I would say the clock speeds are excellent. AMD improved IPC enough that the clock speed doesn't need to be extreme - Look here for the efficiency disparity between Intel and AMD processors.
More importantly, the process has little to do with maximum clock speed, particularly in the comparison between 7nm and 12nm/14nm.
The uarch and density elected to be used by AMD is the dominant factor, and they have absolutely smashed it out of the park in terms of die size and performance. Also keep in mind these dies have multiple use cases from personal to enterprise processors, so they are never going to be clock speed optimised.
I think the die size actually works against amd here though it’s to small a surface Area for heat to transfer away from the die and not being center of cpu. I believe with socket orientation on the motherboards it’s at the bottom part on the cpu so some water blocks are not as effect as they could be.
I know amd did the io chiplet is older no and it much larger then the dies but these 3000 cpu temps doe suffer from the way they are made atm and I hope that amd change the design for future cpu’s When they die shrink again
What we have to remember is Intel's 14nm+++++++++++++++++++++++++++ is extremely mature.

[Entries from a dataset]

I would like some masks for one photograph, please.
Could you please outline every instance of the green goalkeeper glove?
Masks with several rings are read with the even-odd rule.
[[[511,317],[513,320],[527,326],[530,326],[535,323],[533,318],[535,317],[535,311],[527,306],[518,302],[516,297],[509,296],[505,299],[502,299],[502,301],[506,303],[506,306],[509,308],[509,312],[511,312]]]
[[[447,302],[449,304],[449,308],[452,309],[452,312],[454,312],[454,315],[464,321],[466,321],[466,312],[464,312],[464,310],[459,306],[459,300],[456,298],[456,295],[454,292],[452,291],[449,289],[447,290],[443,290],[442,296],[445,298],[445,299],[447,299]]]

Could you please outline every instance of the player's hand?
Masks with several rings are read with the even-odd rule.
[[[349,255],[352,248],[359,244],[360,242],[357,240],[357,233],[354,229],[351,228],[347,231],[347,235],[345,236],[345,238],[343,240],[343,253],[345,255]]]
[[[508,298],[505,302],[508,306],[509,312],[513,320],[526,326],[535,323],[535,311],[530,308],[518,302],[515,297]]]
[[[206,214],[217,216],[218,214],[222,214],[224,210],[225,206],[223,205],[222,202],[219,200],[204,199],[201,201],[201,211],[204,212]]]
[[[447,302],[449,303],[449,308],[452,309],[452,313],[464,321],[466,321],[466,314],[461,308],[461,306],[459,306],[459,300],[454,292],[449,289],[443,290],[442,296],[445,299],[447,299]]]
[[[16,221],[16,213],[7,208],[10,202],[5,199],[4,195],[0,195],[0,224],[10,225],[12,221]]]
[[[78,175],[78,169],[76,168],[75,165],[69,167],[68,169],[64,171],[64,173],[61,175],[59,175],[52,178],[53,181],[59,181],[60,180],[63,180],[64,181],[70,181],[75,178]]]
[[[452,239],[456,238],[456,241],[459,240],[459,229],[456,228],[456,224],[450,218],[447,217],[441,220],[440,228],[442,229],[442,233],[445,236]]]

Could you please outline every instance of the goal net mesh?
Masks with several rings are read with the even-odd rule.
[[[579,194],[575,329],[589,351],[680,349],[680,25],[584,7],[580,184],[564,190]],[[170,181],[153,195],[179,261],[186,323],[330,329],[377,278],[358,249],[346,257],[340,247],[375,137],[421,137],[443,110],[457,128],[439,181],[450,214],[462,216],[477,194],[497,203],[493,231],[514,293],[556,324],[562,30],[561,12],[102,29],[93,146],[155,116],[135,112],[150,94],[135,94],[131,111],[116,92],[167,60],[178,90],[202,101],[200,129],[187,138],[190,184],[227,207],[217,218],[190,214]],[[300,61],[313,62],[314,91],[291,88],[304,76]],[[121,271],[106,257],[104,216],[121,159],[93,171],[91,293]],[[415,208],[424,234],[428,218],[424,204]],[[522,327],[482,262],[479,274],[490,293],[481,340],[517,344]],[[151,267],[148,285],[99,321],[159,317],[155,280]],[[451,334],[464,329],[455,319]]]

GIVEN EXERCISE A: Reproduce the comment on AMD clock speeds, everything from "More importantly, the" down to "they could be.", replacing "die size" with "die area".
GIVEN EXERCISE B: List every row above that contains the string "please", matching case exactly.

WRITTEN RESPONSE A:
More importantly, the process has little to do with maximum clock speed, particularly in the comparison between 7nm and 12nm/14nm.
The uarch and density elected to be used by AMD is the dominant factor, and they have absolutely smashed it out of the park in terms of die area and performance. Also keep in mind these dies have multiple use cases from personal to enterprise processors, so they are never going to be clock speed optimised.
I think the die area actually works against amd here though it’s to small a surface Area for heat to transfer away from the die and not being center of cpu. I believe with socket orientation on the motherboards it’s at the bottom part on the cpu so some water blocks are not as effect as they could be.

WRITTEN RESPONSE B:
I would like some masks for one photograph, please.
Could you please outline every instance of the green goalkeeper glove?
Could you please outline every instance of the player's hand?
Could you please outline every instance of the goal net mesh?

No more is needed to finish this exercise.